**Directions**
Restate all data exactly. No images.

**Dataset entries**
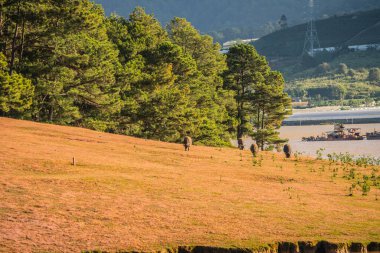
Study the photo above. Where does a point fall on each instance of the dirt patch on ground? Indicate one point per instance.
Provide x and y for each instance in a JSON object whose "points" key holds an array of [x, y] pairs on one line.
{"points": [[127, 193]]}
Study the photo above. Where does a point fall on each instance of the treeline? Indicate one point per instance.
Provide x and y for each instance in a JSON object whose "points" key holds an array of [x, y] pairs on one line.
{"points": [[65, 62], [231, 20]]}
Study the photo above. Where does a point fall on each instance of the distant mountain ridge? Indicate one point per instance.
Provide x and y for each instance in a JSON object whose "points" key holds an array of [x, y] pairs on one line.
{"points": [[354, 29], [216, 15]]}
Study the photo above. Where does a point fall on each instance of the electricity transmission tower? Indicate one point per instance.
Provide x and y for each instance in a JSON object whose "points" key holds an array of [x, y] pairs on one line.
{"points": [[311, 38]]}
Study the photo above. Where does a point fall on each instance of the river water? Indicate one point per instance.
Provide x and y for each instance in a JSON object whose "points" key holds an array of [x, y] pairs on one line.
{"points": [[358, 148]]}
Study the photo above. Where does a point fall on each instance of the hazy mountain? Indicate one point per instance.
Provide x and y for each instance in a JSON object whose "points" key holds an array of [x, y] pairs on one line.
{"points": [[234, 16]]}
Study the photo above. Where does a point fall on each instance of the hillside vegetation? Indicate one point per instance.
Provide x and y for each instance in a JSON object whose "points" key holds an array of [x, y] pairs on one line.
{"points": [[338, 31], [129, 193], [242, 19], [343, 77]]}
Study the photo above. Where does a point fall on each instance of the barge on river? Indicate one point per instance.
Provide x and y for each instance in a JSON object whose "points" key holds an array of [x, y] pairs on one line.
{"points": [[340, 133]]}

**Response for this exercise**
Study the photo above. Where does a point fall on each instance of the dirt patch on ground? Indicate one point per instance.
Provide x and y for each instance in a JSON object whose "points" key holds an array of [x, y] pairs on one line.
{"points": [[127, 193]]}
Study the photo above. Where does a point fall on each instance of the treeline? Indicate one point per instance.
Provide x and y for each instance in a JSON object whose "points" key holds an array of [x, y] pairs on one line.
{"points": [[65, 62], [231, 20]]}
Study the photo above. Where does a point fall on each instance of the distant mountain ridge? Indicate one point per instance.
Provide x and y for each instance in a JSON object whose "points" key holds an array of [x, y] pairs on one line.
{"points": [[354, 29], [216, 15]]}
Study the photo above. Where does a point fall on each instance of the electricity transmission tower? Indicate one point per instance.
Provide x and y for each instance in a JSON object whose "points" key holds an array of [x, y] pairs on one line.
{"points": [[311, 38]]}
Study the photo above. Where does a point fall on each instance of the river water? Indicate one point per instance.
Provide x and y for each instance in a JSON object whose "points" key holds an array of [x, y] pairs on one line.
{"points": [[358, 148]]}
Study the photo above. Where does a point fall on each instance of the hazy mountain? Indicate one point per instance.
Provide x and y for each instance in a JSON object whose "points" key holds an array of [x, y] pairs on one line.
{"points": [[234, 16]]}
Study the photo above. Where does a point fall on each instance of the hillside vegetation? Indicate one point per instance.
Provide x and y for each instance in a JSON object whose "points" key holds an array of [x, y] pairs on one line.
{"points": [[338, 31], [129, 193], [242, 19], [343, 77]]}
Study the photo above. Where does a point fall on each instance of the barge on river? Indicate one point per instance.
Provide x and y for each instance in a JSON object whose "points" key holds an array of [x, y] pairs on one line.
{"points": [[340, 133]]}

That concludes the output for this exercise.